• Task description: Whenever the word "black" turns up in a line of the data below, copy that line.

• Input for this task:
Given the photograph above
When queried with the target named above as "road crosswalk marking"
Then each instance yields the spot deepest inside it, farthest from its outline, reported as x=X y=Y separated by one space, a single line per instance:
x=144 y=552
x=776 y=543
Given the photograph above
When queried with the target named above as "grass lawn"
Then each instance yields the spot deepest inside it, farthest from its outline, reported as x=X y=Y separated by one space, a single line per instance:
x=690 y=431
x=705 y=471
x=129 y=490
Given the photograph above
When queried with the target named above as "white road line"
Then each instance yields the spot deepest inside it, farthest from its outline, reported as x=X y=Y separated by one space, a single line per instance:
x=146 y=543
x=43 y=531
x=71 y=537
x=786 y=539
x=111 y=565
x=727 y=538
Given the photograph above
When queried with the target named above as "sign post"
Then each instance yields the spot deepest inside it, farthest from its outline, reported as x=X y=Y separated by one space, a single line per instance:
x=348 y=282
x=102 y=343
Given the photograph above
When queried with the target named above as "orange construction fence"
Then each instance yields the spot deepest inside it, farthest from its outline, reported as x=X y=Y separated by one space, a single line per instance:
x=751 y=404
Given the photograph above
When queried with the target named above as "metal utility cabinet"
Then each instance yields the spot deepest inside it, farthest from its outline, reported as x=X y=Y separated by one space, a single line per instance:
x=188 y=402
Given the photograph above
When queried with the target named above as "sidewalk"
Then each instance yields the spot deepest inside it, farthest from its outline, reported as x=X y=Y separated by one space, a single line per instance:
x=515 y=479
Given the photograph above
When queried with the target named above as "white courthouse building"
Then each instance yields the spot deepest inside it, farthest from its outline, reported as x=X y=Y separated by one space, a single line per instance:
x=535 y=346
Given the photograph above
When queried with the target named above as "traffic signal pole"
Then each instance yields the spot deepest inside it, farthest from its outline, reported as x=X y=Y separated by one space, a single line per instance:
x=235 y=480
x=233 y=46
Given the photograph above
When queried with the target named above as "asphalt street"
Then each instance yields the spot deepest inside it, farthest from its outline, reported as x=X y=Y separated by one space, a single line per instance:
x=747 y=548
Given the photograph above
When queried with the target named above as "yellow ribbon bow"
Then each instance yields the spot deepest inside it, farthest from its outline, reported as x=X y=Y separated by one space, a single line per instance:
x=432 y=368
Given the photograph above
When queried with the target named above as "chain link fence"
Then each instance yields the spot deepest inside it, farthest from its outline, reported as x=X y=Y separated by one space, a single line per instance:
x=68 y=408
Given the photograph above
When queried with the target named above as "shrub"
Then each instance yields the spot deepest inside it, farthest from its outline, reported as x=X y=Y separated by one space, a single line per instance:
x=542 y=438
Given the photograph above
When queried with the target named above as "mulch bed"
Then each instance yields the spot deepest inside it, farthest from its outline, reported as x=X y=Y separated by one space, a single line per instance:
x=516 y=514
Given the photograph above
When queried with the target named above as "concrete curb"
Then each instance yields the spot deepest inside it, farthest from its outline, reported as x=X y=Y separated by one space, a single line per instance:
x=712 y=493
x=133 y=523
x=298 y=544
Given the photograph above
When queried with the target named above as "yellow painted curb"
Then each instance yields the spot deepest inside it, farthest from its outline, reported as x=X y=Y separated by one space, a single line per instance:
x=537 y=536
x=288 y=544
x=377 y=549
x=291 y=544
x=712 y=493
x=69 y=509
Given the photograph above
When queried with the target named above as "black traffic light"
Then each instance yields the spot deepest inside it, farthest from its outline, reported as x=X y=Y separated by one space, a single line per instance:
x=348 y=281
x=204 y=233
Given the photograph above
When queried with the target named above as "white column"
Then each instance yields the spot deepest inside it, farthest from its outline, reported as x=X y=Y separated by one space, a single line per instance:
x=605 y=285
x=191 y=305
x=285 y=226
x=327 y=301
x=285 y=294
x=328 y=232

---

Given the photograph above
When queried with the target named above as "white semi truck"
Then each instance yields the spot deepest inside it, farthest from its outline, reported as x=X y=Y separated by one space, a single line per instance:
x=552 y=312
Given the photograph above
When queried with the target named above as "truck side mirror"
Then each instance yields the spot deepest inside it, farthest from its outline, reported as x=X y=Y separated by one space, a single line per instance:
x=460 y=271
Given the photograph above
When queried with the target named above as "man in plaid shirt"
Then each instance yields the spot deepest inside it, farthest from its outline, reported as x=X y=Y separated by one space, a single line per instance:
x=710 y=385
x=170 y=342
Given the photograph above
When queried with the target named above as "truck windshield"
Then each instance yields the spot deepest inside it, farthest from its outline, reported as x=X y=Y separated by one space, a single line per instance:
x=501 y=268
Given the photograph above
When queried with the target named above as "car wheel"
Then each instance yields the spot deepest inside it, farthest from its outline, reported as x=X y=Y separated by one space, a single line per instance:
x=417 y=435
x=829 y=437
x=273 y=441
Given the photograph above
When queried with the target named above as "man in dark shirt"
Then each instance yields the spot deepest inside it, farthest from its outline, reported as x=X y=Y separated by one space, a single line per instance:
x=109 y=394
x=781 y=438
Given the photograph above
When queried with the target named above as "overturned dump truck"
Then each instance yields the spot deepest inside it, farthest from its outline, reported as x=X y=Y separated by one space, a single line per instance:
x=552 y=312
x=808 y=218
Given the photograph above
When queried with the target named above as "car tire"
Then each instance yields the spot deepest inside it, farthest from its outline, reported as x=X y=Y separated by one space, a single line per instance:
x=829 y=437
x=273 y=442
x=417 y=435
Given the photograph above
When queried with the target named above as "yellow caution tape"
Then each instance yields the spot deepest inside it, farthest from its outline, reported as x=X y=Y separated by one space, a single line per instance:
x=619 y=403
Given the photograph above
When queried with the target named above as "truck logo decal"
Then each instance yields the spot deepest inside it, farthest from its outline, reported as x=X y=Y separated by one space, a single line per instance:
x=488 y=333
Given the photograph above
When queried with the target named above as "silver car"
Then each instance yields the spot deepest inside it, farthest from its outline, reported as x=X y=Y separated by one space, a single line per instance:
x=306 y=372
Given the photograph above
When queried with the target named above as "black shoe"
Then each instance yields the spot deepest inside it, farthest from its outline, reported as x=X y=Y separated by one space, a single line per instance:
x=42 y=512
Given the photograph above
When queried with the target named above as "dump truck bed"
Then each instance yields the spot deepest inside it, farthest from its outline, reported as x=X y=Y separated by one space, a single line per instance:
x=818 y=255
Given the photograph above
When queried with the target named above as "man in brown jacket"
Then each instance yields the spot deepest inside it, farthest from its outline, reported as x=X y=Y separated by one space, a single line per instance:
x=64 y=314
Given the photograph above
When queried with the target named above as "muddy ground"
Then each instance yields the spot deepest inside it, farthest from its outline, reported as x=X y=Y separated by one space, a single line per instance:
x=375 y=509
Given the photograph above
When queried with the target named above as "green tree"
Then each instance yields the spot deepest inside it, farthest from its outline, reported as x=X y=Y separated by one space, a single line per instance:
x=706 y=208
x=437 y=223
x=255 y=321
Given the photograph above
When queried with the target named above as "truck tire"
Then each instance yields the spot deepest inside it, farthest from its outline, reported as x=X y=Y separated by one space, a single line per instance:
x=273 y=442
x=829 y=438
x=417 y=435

==

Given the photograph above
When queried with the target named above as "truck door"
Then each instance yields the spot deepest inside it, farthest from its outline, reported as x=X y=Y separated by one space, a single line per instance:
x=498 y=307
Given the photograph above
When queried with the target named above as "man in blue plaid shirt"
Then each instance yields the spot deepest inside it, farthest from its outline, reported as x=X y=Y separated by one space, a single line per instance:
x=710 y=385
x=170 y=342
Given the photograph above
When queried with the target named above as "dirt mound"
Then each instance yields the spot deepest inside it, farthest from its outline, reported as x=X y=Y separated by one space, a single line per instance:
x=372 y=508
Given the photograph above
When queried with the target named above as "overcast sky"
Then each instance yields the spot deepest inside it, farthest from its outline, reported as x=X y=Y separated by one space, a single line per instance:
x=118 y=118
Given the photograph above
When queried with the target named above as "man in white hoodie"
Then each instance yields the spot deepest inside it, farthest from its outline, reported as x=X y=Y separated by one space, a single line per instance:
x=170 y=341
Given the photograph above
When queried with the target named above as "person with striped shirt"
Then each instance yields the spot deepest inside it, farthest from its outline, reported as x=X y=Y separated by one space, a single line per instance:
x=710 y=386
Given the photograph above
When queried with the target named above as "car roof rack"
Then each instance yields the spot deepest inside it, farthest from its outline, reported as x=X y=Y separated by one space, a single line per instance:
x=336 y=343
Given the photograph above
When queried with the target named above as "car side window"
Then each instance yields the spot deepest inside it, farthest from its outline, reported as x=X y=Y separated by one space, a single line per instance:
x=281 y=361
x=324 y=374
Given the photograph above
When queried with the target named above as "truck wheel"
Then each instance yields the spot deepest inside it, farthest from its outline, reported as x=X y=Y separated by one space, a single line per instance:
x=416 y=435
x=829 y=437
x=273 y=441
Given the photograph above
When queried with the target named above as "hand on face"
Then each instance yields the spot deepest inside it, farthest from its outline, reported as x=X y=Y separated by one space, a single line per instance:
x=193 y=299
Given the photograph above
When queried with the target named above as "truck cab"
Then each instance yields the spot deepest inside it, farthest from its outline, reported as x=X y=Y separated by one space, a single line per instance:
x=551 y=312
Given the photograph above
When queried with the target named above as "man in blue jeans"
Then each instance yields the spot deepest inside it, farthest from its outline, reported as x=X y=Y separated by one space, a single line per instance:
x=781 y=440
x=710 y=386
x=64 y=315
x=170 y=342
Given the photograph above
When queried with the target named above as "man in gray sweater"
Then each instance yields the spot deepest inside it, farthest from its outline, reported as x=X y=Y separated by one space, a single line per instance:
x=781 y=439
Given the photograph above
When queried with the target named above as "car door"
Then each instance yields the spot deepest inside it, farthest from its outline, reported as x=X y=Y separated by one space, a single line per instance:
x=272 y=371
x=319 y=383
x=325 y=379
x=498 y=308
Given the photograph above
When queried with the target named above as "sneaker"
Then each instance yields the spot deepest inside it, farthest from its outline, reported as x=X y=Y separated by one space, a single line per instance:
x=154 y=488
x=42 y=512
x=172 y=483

• Problem solution:
When queried with the target named above as "black traffic light"
When queried with the target named above as "black shoe"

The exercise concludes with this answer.